## [Set task]
Copy all of the records below word for word, leaving out the pictures.

[Source records]
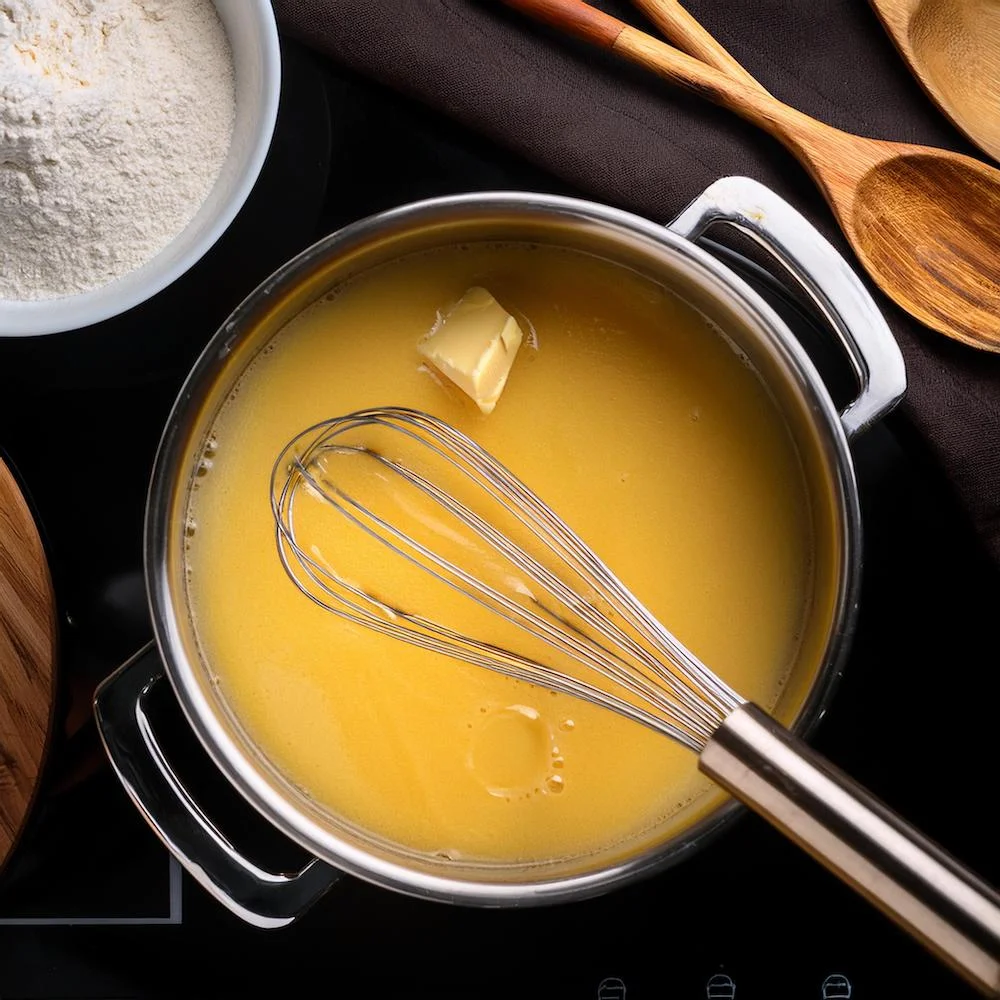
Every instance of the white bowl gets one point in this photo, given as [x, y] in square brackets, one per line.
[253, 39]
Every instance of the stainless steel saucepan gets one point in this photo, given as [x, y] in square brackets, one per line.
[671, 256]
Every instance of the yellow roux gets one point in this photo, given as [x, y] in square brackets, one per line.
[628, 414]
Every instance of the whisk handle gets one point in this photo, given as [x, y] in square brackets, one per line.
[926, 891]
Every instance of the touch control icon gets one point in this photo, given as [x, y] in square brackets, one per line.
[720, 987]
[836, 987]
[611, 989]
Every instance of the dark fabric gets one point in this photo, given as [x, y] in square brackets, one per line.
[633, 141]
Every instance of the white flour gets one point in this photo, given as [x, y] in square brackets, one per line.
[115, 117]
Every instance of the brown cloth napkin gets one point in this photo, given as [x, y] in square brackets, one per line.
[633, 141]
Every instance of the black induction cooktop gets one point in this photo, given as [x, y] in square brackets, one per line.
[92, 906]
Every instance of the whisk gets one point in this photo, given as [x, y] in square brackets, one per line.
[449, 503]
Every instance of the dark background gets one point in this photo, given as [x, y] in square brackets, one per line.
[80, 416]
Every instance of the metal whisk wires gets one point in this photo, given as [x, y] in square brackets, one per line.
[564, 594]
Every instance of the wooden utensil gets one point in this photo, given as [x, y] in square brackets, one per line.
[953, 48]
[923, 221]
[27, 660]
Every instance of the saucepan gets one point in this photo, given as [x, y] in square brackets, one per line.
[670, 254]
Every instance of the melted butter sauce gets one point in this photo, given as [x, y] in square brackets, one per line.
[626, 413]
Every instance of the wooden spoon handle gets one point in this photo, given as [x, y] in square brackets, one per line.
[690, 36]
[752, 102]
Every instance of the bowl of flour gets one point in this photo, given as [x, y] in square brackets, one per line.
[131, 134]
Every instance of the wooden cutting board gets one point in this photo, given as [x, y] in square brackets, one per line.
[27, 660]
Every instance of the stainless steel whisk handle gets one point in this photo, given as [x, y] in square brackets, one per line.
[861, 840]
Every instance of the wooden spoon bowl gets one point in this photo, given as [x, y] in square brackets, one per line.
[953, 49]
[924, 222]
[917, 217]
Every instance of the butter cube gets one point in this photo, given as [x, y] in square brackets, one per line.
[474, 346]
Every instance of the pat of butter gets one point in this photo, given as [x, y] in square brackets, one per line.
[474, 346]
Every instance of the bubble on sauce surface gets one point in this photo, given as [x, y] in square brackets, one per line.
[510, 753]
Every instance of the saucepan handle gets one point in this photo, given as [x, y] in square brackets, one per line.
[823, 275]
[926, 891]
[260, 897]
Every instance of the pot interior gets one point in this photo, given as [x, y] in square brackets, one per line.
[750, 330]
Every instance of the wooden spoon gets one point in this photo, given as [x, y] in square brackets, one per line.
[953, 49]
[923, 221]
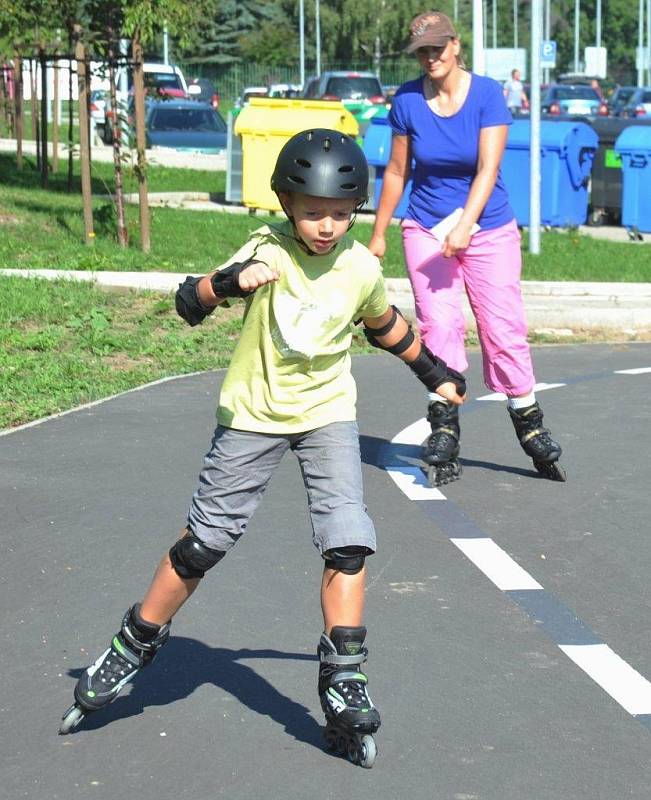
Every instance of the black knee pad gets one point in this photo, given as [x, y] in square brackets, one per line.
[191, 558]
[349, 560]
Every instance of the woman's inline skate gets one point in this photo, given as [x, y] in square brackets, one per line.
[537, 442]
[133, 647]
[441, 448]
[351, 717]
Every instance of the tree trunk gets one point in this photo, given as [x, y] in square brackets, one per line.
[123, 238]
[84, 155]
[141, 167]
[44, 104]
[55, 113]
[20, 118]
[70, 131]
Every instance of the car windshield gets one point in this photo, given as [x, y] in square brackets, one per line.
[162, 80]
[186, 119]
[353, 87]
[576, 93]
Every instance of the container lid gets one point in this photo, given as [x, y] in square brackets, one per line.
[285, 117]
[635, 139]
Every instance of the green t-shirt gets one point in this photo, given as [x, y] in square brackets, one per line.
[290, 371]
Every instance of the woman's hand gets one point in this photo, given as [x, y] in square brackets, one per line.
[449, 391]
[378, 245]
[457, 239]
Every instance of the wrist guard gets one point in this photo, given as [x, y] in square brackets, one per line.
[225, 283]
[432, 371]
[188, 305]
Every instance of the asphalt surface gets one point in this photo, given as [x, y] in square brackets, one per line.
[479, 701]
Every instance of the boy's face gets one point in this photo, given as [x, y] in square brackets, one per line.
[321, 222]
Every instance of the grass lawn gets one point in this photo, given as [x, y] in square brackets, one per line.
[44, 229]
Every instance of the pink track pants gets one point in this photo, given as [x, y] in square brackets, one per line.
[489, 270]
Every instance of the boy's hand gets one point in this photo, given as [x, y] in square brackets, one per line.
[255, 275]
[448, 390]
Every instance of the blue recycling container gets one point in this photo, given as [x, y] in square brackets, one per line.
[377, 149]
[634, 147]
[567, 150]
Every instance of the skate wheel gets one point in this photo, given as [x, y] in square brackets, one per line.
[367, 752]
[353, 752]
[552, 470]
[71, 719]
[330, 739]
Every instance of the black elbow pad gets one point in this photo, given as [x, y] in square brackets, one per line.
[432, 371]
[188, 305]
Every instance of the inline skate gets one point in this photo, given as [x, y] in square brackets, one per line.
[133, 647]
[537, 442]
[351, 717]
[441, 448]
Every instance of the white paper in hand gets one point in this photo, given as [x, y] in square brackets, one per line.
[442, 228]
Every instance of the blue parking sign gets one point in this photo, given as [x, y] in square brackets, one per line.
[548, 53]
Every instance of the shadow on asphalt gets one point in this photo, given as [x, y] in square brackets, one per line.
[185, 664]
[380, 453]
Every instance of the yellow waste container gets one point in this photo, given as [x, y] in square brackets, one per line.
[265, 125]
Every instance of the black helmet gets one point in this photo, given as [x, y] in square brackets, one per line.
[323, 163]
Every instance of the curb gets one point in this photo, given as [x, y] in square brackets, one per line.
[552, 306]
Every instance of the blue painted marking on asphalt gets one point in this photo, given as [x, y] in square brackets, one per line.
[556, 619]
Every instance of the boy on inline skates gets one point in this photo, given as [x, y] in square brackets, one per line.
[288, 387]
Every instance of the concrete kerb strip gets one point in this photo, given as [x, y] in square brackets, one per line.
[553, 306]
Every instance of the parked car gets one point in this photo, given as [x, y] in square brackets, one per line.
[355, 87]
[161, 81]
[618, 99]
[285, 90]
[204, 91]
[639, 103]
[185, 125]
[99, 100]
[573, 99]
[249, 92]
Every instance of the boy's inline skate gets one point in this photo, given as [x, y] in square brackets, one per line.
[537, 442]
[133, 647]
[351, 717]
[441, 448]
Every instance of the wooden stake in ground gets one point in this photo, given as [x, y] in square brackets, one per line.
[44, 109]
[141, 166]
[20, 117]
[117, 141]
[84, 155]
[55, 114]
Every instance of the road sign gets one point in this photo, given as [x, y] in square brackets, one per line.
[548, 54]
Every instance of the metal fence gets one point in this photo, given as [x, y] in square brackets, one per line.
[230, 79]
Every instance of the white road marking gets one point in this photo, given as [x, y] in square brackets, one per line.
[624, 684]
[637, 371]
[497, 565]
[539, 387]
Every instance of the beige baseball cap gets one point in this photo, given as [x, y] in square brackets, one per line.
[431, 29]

## [Solution to this exercise]
Every instance of the white bowl gets one point in this photo, given as [x, y] in square brackets, one per line.
[253, 39]
Every instance of the stainless steel saucepan gets one point in this photo, given as [x, y] in square brackets, one per line.
[671, 256]
Every instance of the yellow roux gets one point in this photo, given as [x, y] in square brackets, one per line.
[628, 414]
Every instance of the whisk handle gets one point in this photo, given as [x, y] in square brackets, one per line.
[926, 891]
Every instance of the touch control icon gets one point in this photo, given as [x, y] in square brackets, one per line.
[720, 987]
[836, 987]
[611, 989]
Every instance of the dark fabric gets one point in this photo, given as [x, y] in square brackets, one per line.
[633, 141]
Every instance of the white flour gets one point in this photo, given as [x, y] in square brackets, one per line.
[115, 117]
Every instance of the brown cloth napkin gets one point in this photo, given as [x, y] in square brackets, one per line.
[633, 141]
Every instance of the black induction cooktop gets one point in this photo, given as [x, y] in square brackets, one per line.
[92, 906]
Every instance of the whisk gets one point in this photo, given as [x, y] in square brackets, one per line.
[449, 503]
Every instance of the dark background gets one point in this photo, given as [x, y] in square brackets, one per line.
[80, 416]
Every instance of the metal whisk wires gets one point in this photo, given as [x, y] in square brackets, one per line.
[564, 594]
Every instance of the wooden utensil gets one point in this photo, given as [x, y] in square brackets, one per line.
[953, 48]
[923, 221]
[27, 660]
Every instance of the saucepan gets one point in this photo, given as [x, y] in square brackets, one per line.
[670, 254]
Every instance of the melted butter sauce gets one point in this photo, given as [x, y] in square brackets, one per line.
[626, 413]
Every instance of the wooden spoon handle gets one point in this photo, given as [x, y] in square brackets, one per line.
[690, 36]
[752, 102]
Every instance of the bowl of flour gets one point in this photo, given as [x, y] in square brackets, one per line.
[131, 134]
Every instance of the wooden cutting board gets one point in this photo, given as [x, y] in square brackets, one per line.
[27, 660]
Every instance of the stainless steel whisk handle gets one point in this photo, given as [x, y] in square brackets, one per line.
[861, 840]
Every instance of the wooden spoon bowl gets one point in this photo, given as [x, y] in square brackets, one per line.
[953, 49]
[924, 222]
[917, 217]
Every instance of the butter cube gets one point in this photo, given as [x, y] in square brackets, one per line.
[474, 346]
Every instance of the pat of butter gets one point in this photo, given as [x, y] in square brackets, one per line.
[474, 346]
Every instance of the bubble on sauce surface gets one point in this photo, given as [x, y] in square brackets, one per line.
[510, 753]
Every instance of the saucepan handle gets one point in this photo, given as [x, y] in square brackets, one per line.
[823, 275]
[926, 891]
[260, 897]
Every instance of the pot interior gets one point in this photo, given as [x, y] in square brackets, one per line.
[750, 330]
Every instance of the wooden spoon gets one point in this photo, given as [x, y] in square brackets, one per line.
[953, 49]
[923, 221]
Every instance of the black knee pad gets one point in this photo, given as [x, y] in square brackets, one per line.
[191, 558]
[349, 560]
Every instance of the woman's inline skate gets one point in this photo, given as [x, y] in square brackets, one per line.
[537, 442]
[133, 647]
[441, 448]
[351, 717]
Every instance of the tree trunk gets one point in this photo, given as [x, y] in square brackets, one per line.
[123, 238]
[84, 155]
[141, 167]
[44, 104]
[55, 113]
[20, 118]
[70, 131]
Every instance of the car windshield gets one point in this photo, given as [x, y] in square brackets, one per line.
[162, 80]
[186, 119]
[353, 87]
[576, 93]
Every instance of the container lid gets one point in this photo, given as [x, y] in square brackets, one per line.
[285, 117]
[635, 139]
Every instance of the green t-shirt gets one point in this photo, given as [x, y] in square brackets, one per line.
[290, 371]
Every instance of the woman's hand gets one point in this photo, given as [x, y] in square brackets, one per line.
[449, 391]
[378, 245]
[457, 239]
Every instance of the wrist guard gets one point in this photo, given as [x, y] in square brackets, one per line.
[225, 283]
[432, 371]
[188, 305]
Every instance of the asphalt surface gets one point in this photo, given as [x, y] in square brackets, one per line.
[479, 701]
Every instance of the boy's face gets one point in this photo, given as [x, y] in square brackets, one per line.
[321, 222]
Every instance of the grass lawn gets one point in this photo, given as [x, y] in square brackets, one per line.
[44, 229]
Every instance of the pink track pants gets one point in this photo, given as [x, y] in square brackets, one per line.
[489, 270]
Every instance of the boy's hand gets one point in this photo, given as [x, y] in square brackets, one per line.
[255, 275]
[448, 390]
Every instance of the blue recycling container gets one point in this photo, given as [x, y] in square brackets, one per line.
[377, 149]
[634, 147]
[567, 150]
Every instance of the skate wheel gets one point in this photo, given as [x, y] in square brackets, one per line.
[367, 752]
[353, 752]
[552, 470]
[71, 719]
[330, 739]
Every instance of the black elbow pad gets one point in this photo, given as [x, y] in square brackets, one per line.
[432, 371]
[188, 305]
Every instance of the inline skate gets one point in this photo, given as [x, y] in square brackets, one per line.
[133, 647]
[537, 442]
[351, 717]
[441, 448]
Every instance of the white paper in hand gets one point in this photo, given as [x, y] in square brackets, one per line.
[442, 228]
Every instance of the blue parking sign gets one point in this photo, given as [x, y] in square brackets, one per line.
[548, 53]
Every instance of the shadow on asphalt gets one point in this photo, given as [x, y] in square brackets, one per line.
[185, 664]
[380, 453]
Every instance of the yellow waste container gets one point in this photo, given as [x, y] in square brackets, one per line.
[265, 125]
Every instance of the black helmet gets one point in this photo, given as [x, y] in square brackets, one per line.
[323, 163]
Every instance of the curb gets one point in this photo, given as [x, y] in square brackets, one per line.
[552, 306]
Every instance of the blue painted marking on asphalt gets one point in this photo, given as [x, y] in square brackets, one per line.
[556, 619]
Every instance of the boy on inline skates gets one point in this photo, given as [x, y] in square brackets, one per line.
[288, 387]
Every instance of the concrete kerb strip gets one point in this photo, given as [x, y] in square brackets, one per line.
[553, 306]
Every instance of the parked car gets one point in this photo, given as [x, y] in square brackets, one per line.
[355, 87]
[161, 81]
[618, 99]
[285, 90]
[204, 91]
[639, 103]
[185, 125]
[99, 100]
[573, 99]
[249, 92]
Every instance of the boy's inline skate gets one point in this photo, given as [x, y] in square brackets, one per line.
[537, 442]
[133, 647]
[351, 717]
[441, 448]
Every instance of the wooden stake in ground gets one point in this photo, given as [x, y] in square brackets, one per line.
[44, 109]
[141, 166]
[20, 117]
[117, 141]
[84, 155]
[55, 114]
Every instance of the road sign gets one point in this photo, given as [x, y] in square brackets, one per line.
[548, 54]
Every instance of the metal fence gets one point in this photo, given as [x, y] in square brackets, one per line.
[230, 79]
Every instance of the white road marking gets one point in this photo, given as [x, y] in square brackets, one per line.
[624, 684]
[637, 371]
[497, 565]
[539, 387]
Every instance of the beige baseball cap gets one point in this photo, given as [x, y] in square brackets, one per line.
[431, 29]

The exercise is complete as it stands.